Using the listing below, determine the count of lines with the word "pole" and reply only with it.

* _Excerpted data_:
══════

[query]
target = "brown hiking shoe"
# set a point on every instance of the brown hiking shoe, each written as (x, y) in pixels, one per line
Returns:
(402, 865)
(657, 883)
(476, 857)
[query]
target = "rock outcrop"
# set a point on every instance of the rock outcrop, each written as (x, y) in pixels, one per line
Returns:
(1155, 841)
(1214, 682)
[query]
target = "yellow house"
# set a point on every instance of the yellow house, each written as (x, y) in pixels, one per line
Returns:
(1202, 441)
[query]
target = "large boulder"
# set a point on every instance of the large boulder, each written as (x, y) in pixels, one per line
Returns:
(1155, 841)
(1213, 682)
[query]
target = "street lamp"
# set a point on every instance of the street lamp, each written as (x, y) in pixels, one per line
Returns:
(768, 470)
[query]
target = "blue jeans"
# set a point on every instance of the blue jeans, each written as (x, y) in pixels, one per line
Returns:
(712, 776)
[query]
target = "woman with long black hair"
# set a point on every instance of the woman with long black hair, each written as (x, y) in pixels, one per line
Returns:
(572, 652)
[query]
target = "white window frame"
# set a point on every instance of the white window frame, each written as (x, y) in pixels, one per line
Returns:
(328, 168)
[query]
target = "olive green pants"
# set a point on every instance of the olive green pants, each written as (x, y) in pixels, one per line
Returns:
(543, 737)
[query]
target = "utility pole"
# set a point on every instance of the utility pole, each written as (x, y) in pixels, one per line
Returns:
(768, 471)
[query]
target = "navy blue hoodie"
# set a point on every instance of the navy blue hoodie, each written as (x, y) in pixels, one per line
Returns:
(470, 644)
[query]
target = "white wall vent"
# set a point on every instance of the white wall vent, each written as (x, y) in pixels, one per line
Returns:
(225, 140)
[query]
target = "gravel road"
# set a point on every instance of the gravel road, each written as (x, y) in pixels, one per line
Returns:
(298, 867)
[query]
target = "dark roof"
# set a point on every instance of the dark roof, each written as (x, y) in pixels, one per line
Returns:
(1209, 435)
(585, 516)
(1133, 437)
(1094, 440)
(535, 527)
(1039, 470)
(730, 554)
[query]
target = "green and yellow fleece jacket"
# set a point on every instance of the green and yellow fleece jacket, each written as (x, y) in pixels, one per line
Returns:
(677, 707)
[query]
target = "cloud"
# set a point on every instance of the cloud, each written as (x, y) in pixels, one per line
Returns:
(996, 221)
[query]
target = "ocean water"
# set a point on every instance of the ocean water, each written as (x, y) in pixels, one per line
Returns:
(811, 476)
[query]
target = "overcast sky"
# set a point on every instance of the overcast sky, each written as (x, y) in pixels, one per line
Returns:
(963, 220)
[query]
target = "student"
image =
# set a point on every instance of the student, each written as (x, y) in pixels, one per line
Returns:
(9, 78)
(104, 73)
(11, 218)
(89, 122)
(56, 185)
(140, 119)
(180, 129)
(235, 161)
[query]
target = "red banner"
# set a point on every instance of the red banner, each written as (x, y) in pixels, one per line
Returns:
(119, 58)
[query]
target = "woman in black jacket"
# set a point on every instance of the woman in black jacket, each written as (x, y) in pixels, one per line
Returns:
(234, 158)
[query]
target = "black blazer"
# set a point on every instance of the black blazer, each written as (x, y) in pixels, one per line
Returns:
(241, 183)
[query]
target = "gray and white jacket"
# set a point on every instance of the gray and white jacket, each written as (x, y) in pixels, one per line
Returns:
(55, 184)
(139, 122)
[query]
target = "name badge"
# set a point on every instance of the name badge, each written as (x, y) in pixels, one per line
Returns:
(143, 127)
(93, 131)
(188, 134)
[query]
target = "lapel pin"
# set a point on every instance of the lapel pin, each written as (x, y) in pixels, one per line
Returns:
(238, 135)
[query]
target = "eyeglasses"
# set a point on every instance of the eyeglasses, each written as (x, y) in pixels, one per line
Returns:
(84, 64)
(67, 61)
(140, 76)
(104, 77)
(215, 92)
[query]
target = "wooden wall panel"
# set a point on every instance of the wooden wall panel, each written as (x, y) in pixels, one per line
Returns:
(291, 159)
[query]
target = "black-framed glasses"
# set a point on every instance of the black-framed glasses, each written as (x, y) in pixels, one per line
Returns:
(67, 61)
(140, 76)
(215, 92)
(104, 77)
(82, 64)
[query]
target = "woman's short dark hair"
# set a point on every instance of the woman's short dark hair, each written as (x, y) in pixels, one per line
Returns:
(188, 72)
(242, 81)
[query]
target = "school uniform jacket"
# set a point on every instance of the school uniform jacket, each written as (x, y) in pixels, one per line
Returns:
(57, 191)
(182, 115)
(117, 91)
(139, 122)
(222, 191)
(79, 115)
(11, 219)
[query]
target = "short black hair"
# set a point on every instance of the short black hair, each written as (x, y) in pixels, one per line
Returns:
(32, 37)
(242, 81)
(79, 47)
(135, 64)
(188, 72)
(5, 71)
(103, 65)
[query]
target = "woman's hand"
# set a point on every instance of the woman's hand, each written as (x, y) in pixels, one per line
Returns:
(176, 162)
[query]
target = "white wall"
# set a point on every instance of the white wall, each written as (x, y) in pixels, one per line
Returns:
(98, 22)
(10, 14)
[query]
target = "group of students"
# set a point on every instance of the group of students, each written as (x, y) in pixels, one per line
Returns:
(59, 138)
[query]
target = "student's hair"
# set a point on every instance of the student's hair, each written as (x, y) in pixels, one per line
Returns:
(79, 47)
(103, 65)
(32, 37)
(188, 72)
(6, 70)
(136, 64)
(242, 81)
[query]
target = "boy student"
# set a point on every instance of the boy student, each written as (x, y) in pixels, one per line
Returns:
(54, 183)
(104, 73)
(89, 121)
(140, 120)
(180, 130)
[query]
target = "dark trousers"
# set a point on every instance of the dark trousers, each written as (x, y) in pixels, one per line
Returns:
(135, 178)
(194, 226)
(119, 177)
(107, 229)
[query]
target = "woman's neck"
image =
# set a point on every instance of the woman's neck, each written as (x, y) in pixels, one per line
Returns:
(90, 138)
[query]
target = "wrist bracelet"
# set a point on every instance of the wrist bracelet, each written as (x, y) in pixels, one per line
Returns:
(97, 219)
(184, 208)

══════

* _Solved problem_:
2